**Enunciado A**. Mostre todas as linhas dos registros que contêm a palavra "glass".
===== Texto de apoio
Os reservatórios são grandes lá no prédio em que moro, mas, certa noite, ao chegar em casa cansado e suado do trabalho, descobri que apesar de grandes eram finitos, aqueles nossos reservatoriozinhos. Não havia um pingo d’água nas torneiras. Todo mundo desesperado. As crianças chorando, as mulheres reclamando com o síndico. Calor de vinte e oito graus às 19h30. Caos instalado.
Em um certo local do condomínio há um hidrante, um torneirão metálico encimando um grande bocal com rosca ao qual se atarraxa a mangueira de incêndio. Por detrás daquela torneira há uma boa quantidade d’água, que deve permanecer quietinha, guardada ali, para ser usada somente no caso do prédio pegar fogo. Trata-se de um reservatório independente. Incêndio e seca, bem, afinal ambas são calamidades, certo? Peguei meus dois baldes e fui enchê-los no torneirão. Calamidade por calamidade, já havia gente por lá. Uma pequena fila. Pelo menos teríamos água para dar a descarga, tomar um banho de canequinha antes de dormir, poder escovar os dentes.
Enchi meus baldes e fui para casa. Minutos depois tocou minha campainha. Era o Cesar, meu xará e vizinho temporário. Perdeu o irmão há algumas poucas semanas, vitimado por um infarto. Foi passar uns tempos com a mãe lá no prédio.
- Cesar, será que você tem um balde para me emprestar? Estamos sem uma gota d’água lá em casa e sem balde para pegar no hidrante.
O problema é que só tenho dois baldes. Um pequeno e um pouco maior. Já havia enchido ambos. Fiquei olhando pra ele, ali, em pé, na soleira da minha porta. Poderia dar um balde a ele, mas onde poria a água? Eu não tinha recipientes para guardá-la. Poderia fazer a doação completa: balde com água e tudo, mas como nos viraríamos lá em casa com um só balde? Como daria banho na minha filha, como escovaria os dentes na manhã seguinte? Além do mais, nem sabíamos se no próximo dia a Sabesp resolveria o problema. Foi pensando assim, só nos meus, que menti:
- Não tenho, Cesar... Na verdade só tenho um, e estou usando...
==========
**Enunciado B**. No texto de apoio sobre a falta d'água no prédio, que temperatura fazia às 19h30?
===== Dados do exercício
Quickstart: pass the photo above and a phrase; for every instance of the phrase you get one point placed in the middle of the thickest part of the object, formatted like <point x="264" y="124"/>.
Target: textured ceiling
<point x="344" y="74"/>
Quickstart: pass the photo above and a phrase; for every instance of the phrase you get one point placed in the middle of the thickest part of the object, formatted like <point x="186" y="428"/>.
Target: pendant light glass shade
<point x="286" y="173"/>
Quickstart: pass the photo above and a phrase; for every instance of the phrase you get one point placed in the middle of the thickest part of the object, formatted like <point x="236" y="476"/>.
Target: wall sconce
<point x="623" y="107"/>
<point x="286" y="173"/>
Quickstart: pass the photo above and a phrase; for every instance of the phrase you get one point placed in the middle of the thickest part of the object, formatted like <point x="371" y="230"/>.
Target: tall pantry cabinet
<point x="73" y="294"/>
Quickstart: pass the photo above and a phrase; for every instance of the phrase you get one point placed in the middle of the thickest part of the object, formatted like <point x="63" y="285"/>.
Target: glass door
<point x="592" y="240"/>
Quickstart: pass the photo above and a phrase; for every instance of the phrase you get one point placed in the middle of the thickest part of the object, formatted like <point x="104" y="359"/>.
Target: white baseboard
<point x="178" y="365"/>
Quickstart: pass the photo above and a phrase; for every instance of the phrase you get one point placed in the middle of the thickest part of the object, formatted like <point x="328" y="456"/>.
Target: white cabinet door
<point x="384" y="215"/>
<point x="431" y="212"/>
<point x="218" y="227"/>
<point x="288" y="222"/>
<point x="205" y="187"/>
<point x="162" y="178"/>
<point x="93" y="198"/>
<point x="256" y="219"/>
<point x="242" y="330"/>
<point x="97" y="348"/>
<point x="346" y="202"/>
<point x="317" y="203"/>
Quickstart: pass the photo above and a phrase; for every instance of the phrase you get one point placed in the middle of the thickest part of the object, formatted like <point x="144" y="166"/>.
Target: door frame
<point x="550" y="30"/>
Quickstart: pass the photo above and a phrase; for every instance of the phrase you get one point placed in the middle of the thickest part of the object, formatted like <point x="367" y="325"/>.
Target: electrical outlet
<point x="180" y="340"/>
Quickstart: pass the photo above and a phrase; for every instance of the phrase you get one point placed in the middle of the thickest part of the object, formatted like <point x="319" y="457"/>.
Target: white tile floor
==========
**Resposta A**.
Target: pendant light glass shade
Target: glass door

**Resposta B**. Fazia vinte e oito graus.